[BEGIN Text block]

A map T is called a continuous contravariant map if it satisfies the same continuity conditions as a covariant map, with

$$T\left({\mathsf{\Phi }}_1\right)\subseteq {\mathsf{\Psi }}_2\mathrm{and}T\left({\mathsf{\Psi }}_1\right)\subseteq {\mathsf{\Phi }}_2.$$

We present our main results as follows.

3. Main Results

Definition 9.

Let $(\mathsf{\Phi },\mathsf{\Psi },\mathcal{H},\phi )$ be a $C^{\star }$-algebra-valued bipolar b-metric space in a non-solid cone ${\mathcal{H}}_{+}\subseteq \mathcal{H}$. Let $F_{\mathcal{H}},G_{\mathcal{H}}:{\mathcal{H}}_{+}\to {\mathcal{H}}_{+}$, where $F_{\mathcal{H}}⪯G_{\mathcal{H}}$ for all $z\in {\mathcal{H}}_{+}$, and $F_{\mathcal{H}}\left(z\right)=G_{\mathcal{H}}\left(z\right)$ if and only if $z=0$, then we have the following:

1. 

Elements of Φ are left elements, those of Ψ are right elements, and those of $\mathsf{\Phi }\cup \mathsf{\Psi }$ are central elements.

2. 

A left sequence $\left\{{\sigma }_n\right\}\subseteq \mathsf{\Phi }$ converges to $\nu \in \mathsf{\Psi }$ if and only if

$$\parallel F_{\mathcal{H}}\phi ({\sigma }_n,\nu )\parallel \to 0\mathit{as}n\to \infty .$$

3. 

A right sequence $\left\{{\nu }_n\right\}\subseteq \mathsf{\Psi }$ converges to $\sigma \in \mathsf{\Phi }$ if and only if

$$\parallel F_{\mathcal{H}}\phi ({\nu }_n,\sigma )\parallel \to 0\mathit{as}n\to \infty .$$

4. 

A bisequence is a pair of sequences $(\left\{{\sigma }_n\right\},\left\{{\nu }_n\right\})$ on $\mathsf{\Phi }\times \mathsf{\Psi }$.

5. 

A bisequence $(\left\{{\sigma }_n\right\},\left\{{\nu }_n\right\})$ is convergent if both $\left\{{\sigma }_n\right\}$ and $\left\{{\nu }_n\right\}$ converge to a common point $z\in \mathsf{\Phi }\cap \mathsf{\Psi }$. This is called biconvergence.

6.

[END Text block]
[BEGIN Provided material]

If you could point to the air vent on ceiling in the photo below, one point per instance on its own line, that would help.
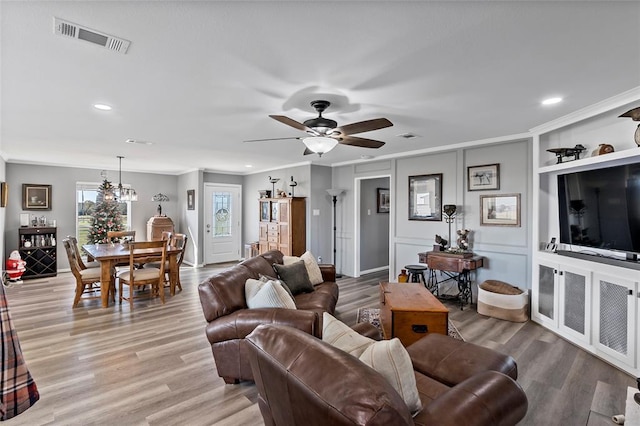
(69, 29)
(407, 135)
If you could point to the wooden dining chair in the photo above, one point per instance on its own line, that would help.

[END Provided material]

> **Aim 1**:
Answer these questions from the passage on bipolar b-metric spaces.
(a) What are the elements of Ψ called?
(b) What is a pair of sequences on Φ × Ψ called?
(c) What name is given to the convergence of a bisequence to a common point?
> **Aim 2**:
Set down the stretch of the passage on bipolar b-metric spaces from "A map T is called" through "Definition 9.", without changing anything.
> **Aim 3**:
Resume the passage on bipolar b-metric spaces from the point where it stops.

> **Exercise result 1**:
(a) Right elements.
(b) A bisequence.
(c) Biconvergence.

> **Exercise result 2**:
A map T is called a continuous contravariant map if it satisfies the same continuity conditions as a covariant map, with

$$T\left({\mathsf{\Phi }}_1\right)\subseteq {\mathsf{\Psi }}_2\mathrm{and}T\left({\mathsf{\Psi }}_1\right)\subseteq {\mathsf{\Phi }}_2.$$

We present our main results as follows.

3. Main Results

Definition 9.

> **Exercise result 3**:
A bisequence $(\left\{{\sigma }_n\right\},\left\{{\nu }_n\right\})$ is a Cauchy bisequence if and only if

$$\parallel F_{\mathcal{H}}\phi ({\sigma }_n,{\nu }_m)\parallel \to 0\mathit{as}n,m\to \infty .$$

7. 

The space $(\mathsf{\Phi },\mathsf{\Psi },\mathcal{H},\phi )$ is $wrtn$-complete if every Cauchy bisequence is convergent.

Remark 2.

Here, $wrtn$ means ‘with respect to the norm of $\mathcal{H}$.’ Convergence is defined with respect to the norm inherent in $\mathcal{H}.$

Proposition 1.

In a $C^{\star }$-algebra-valued bipolar b-metric space, every convergent bisequence is a Cauchy bisequence.

Proof.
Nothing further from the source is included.